Work to be completed ▸ Can you write out everything from the line containing "mask job: bamboo leaf" down to the line containing "Give the mask of every instance of the bamboo leaf.", changing "even-odd" to "nonzero" and keeping the rest the same?
■ ■ ■ ■ ■
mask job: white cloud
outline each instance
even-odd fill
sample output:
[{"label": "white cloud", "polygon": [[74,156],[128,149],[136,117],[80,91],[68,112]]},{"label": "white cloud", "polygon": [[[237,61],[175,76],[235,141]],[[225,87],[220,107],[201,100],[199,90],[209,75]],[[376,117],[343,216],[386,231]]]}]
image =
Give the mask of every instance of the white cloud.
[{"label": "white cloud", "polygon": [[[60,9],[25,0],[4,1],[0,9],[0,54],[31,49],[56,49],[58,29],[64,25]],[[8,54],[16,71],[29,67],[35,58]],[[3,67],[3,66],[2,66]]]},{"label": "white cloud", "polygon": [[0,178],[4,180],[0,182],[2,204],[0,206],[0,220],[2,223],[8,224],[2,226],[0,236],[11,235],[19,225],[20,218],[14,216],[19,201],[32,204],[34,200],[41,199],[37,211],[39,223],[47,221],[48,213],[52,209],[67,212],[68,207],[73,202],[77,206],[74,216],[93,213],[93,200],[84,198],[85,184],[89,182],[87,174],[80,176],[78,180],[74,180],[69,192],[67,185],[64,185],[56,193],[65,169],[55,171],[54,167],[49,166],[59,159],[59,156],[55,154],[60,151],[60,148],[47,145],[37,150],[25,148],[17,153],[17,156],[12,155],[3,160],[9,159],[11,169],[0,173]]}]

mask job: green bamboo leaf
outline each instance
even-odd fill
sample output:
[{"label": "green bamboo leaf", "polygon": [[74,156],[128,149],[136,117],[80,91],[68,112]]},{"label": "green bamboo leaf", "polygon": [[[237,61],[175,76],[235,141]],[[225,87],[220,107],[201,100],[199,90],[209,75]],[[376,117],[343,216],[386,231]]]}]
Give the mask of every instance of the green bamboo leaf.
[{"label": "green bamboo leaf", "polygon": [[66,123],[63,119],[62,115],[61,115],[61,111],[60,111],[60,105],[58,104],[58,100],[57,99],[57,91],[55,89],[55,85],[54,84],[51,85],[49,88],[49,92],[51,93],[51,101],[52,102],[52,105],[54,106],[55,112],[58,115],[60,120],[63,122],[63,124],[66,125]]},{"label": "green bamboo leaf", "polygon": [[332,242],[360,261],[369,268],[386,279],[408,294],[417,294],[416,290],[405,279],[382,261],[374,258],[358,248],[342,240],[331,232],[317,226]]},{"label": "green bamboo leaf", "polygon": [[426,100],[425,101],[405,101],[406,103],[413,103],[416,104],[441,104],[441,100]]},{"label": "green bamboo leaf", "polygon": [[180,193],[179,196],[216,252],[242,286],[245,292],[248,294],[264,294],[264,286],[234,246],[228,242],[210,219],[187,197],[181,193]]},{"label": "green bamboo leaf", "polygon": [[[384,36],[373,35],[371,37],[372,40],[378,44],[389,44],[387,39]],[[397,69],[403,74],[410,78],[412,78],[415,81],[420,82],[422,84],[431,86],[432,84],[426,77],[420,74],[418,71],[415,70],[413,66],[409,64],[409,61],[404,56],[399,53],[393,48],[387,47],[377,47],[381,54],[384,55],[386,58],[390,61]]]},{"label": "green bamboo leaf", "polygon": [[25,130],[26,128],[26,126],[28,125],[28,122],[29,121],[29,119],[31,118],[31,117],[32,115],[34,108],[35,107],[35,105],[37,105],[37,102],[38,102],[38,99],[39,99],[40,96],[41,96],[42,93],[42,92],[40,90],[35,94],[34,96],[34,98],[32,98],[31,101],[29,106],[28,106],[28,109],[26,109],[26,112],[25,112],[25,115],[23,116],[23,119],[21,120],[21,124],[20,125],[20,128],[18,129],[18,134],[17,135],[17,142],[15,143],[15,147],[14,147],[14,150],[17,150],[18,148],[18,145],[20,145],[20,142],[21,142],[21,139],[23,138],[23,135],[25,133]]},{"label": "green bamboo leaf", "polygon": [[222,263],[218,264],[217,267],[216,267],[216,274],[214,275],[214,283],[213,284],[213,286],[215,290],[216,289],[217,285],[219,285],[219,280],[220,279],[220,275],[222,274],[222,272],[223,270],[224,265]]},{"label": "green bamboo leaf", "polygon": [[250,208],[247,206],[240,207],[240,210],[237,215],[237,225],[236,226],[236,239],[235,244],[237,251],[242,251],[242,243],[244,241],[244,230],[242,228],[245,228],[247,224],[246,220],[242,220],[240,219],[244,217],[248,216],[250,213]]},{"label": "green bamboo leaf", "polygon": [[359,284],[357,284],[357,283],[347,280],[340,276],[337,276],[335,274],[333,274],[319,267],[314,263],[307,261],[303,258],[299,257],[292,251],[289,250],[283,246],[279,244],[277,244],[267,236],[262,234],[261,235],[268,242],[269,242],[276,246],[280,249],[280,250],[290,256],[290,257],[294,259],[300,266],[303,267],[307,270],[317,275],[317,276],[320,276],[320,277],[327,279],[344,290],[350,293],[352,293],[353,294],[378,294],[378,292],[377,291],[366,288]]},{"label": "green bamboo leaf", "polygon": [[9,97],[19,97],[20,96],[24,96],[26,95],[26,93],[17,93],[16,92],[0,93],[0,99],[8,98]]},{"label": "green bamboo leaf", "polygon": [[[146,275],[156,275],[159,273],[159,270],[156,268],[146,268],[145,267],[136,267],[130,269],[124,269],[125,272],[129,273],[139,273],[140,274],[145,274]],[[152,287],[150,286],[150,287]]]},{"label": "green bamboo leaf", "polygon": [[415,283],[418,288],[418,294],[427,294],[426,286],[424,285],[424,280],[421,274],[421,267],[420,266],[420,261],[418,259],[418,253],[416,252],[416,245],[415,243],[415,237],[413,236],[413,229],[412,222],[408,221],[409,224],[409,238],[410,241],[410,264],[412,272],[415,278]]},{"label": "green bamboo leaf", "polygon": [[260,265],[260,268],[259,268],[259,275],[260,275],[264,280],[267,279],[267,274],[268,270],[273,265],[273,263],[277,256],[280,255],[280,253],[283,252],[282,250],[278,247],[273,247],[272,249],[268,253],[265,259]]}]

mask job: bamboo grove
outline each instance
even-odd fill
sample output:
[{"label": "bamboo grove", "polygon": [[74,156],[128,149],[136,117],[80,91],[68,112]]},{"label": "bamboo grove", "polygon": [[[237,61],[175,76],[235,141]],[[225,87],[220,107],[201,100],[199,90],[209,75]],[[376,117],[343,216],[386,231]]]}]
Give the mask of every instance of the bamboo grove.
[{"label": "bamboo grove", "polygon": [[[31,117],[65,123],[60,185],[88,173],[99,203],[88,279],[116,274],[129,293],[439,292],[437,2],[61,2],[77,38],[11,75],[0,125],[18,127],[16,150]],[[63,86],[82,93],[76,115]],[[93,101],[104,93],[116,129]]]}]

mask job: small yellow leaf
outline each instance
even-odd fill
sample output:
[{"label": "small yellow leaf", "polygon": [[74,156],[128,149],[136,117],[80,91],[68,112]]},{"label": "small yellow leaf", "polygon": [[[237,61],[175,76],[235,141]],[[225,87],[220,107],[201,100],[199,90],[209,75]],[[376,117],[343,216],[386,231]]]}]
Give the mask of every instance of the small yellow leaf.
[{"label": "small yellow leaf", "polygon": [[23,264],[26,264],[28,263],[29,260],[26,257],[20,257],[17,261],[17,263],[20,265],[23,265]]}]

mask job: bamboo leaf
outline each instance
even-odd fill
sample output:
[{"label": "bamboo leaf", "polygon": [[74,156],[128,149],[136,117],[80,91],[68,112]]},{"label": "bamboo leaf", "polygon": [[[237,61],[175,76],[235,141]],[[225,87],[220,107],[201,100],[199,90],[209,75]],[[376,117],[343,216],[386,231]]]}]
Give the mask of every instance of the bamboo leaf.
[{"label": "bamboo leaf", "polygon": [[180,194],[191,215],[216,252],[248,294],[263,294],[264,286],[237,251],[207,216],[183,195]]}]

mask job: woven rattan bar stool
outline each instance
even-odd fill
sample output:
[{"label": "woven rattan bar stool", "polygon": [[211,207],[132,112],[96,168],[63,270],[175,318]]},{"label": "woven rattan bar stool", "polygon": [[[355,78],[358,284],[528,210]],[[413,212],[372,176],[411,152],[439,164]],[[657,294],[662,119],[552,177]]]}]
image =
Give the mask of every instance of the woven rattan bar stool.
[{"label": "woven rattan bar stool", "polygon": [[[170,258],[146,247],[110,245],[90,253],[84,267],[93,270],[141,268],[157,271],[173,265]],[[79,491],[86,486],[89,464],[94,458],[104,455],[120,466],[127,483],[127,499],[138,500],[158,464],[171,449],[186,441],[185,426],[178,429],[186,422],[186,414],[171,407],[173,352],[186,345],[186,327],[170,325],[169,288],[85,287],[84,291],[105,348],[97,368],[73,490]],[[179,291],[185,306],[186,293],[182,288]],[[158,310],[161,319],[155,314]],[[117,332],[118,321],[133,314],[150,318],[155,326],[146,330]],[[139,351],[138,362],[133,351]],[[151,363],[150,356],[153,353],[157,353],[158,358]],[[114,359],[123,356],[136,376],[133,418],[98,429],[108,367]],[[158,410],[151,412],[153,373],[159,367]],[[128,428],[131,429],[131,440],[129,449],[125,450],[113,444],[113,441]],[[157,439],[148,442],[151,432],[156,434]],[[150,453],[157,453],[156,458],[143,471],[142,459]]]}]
■ ■ ■ ■ ■
Finished answer ▸
mask job: bamboo leaf
outline each instance
nonzero fill
sample output:
[{"label": "bamboo leaf", "polygon": [[74,156],[128,149],[136,117],[80,91],[68,112]]},{"label": "bamboo leaf", "polygon": [[[237,61],[175,76],[235,141]],[[225,87],[220,107],[201,100],[199,90],[209,75]],[[376,117],[343,216],[386,231]]]}]
Give the mask of every instance of the bamboo leaf.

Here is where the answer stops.